▶ Problem 1
Rewrite the stretch of the essay on artificial and biological intelligence from "Understanding how AI" through "to human infants.", changing "enormous" to "vast".
▶ Problem 2
Write the next part of the essay on artificial and biological intelligence, picking up after its final line.

Artificial and Biological Intelligence: Humans, Animals, and Machines

Gasper Begus
4 min readSep 19, 2023

I believe a highly promising direction in AI research is to use artificial intelligence to better understand biological intelligence, and conversely, to use our understanding of biological intelligence to better understand how artificial intelligence works.

Understanding how AI works is the next frontier with a potential to bring enormous benefits to fields as diverse as scientific discovery, finding causal relationships in various data types, and introducing effective AI regulation. By studying human, animal, and artificial intelligence, we can enrich our understanding of the three components and build the next generation of AI models.

Understanding human language.

One of the main goals of the Berkeley Speech and Computation Lab, which I lead, is to develop artificial intelligence systems that learn in a way more similar to human infants.

Unlike large language models such as GPT-4, which are trained on massive amounts of text data by predicting the next token in a sequence, our models learn from raw speech. They learn in a fully unsupervised manner using imitation and imaginative learning. We introduced embodiment into AI models of language: we’ve designed the models to control representations of the mouth and tongue, enabling them to produce sounds that closely mimic sounds that they hear as the input. In other words, our models learn by listening to sounds of language and by trying to imitate them using articulators such as mouth and tongue.

We have demonstrated that the models can not only learn words and other processes in language, but can also create new English words that they have never encountered before. We also argue that symbolic, algebraic-like rules emerge within these purely connectionist models and provide a framework for exploring emergence of language-like properties in artificial neural networks devoid of human-specific attributes.

A GAN-based model of speech learns new words that it never encountered before.

Understanding AI.

▶ Study material
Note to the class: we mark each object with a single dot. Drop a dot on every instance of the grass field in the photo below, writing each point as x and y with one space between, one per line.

--

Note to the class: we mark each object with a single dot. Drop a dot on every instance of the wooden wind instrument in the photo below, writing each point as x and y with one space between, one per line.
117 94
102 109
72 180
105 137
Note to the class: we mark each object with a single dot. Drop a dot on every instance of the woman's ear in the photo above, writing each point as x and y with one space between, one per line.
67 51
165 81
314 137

--

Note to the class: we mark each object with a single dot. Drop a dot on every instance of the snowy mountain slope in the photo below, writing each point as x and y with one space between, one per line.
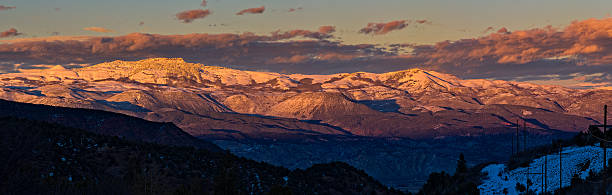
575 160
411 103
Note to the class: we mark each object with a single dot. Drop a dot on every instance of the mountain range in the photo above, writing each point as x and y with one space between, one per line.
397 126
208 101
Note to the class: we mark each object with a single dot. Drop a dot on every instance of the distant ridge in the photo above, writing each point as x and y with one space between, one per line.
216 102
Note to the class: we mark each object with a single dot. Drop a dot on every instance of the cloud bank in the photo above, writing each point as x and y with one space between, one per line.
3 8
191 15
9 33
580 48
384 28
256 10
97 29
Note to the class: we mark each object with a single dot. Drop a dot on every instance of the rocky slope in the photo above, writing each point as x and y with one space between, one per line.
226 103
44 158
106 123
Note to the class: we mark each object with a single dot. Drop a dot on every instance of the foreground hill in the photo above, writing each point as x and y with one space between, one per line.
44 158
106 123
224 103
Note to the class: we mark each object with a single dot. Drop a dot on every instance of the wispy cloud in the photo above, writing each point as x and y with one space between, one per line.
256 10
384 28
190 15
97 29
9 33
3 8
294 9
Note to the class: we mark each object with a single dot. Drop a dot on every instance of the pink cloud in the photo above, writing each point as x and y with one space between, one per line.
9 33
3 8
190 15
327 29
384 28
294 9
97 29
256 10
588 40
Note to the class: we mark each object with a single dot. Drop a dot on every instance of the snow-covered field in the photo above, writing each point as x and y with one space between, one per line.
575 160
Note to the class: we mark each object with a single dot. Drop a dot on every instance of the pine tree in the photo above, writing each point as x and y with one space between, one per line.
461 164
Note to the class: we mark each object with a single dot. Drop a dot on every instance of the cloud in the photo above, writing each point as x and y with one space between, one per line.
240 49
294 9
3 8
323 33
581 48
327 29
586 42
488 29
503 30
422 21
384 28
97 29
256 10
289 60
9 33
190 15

▶ Answer box 1
Understanding how AI works is the next frontier with a potential to bring vast benefits to fields as diverse as scientific discovery, finding causal relationships in various data types, and introducing effective AI regulation. By studying human, animal, and artificial intelligence, we can enrich our understanding of the three components and build the next generation of AI models.

Understanding human language.

One of the main goals of the Berkeley Speech and Computation Lab, which I lead, is to develop artificial intelligence systems that learn in a way more similar to human infants.

▶ Answer box 2
The second goal of my research is to better understand learning mechanisms of AI models. Interpretability of AI is the next frontier in machine learning research. Most interpretability work has centered on vision, a domain substantially more complex than spoken language. I argue that spoken language is the ideal testing ground for AI interpretability.

First, spoken language is fundamentally simpler than the visual world. Second, humans have an innate “generative” tool to produce speech — the articulators — while no such generative ability exists in the visual domain. For example, we can’t directly depict our visual imagination, but we can readily produce new words, sentences, and sounds with our mouth, tongue, and other articulators.

The AI industry has so far mainly centered on enhancing performance, leaving interpretability somewhat overlooked. However, understanding how AI learns is not only pivotal for gaining novel causal insights from data but is also key in developing effective regulations.

To address this, we have introduced several techniques that facilitate a deeper exploration into the inner workings of the models. For instance, we have demonstrated that the models can learn symbolic-like, discrete, and causal representations. Using our technique, we can introspect how the networks process language internally.

Our lab was the pioneer in illustrating that artificial neural networks and the human brain share striking similarities in processing language sounds, even when examining the raw, untransformed signals. This discovery gives us crucial insights for our understanding of human language acquisition. The proposed computational models can also serve as a basis for testing hypotheses that are ethically impossible to explore using the human brain.

The most similar untransformed signal between the brain and artificial neural network when they hear the exact same syllable.

While current large language models like GPT-4 are not realistic models of human language learning, they are instrumental for testing the limits of artificial neural intelligence. For example, our research has demonstrated that explicit recursion and a metalinguistic awareness thereof — a feature absent in non-human communication systems — can emerge in transformers trained on text. We also show that linguistic formalism can serve as a tool to interpret LLM’s metacognitive performance, an approach we refer to as behavioral interpretability.

Understanding animals.

Leveraging AI interpretability techniques opens up new avenues to analyze data where ground truth is absent. We use AI models that emulate human language learning to study whale vocalizations. The unknown in whale vocalization is not only what their communication means but also how to approach something as unknown as their vocalizations. Our strategy involves training networks that simulate whale communication and that embed information within whale vocalizations. We then employ the proposed interpretability techniques to introspect what meaningful properties the model had learnt.

AI models hold an advantage of being less biased compared to human analysis, capable of recognizing any significant data properties. While they don’t offer conclusive answers presently, they help narrow down the hypothesis space, paving the way for insightful post-hoc analytical verifications.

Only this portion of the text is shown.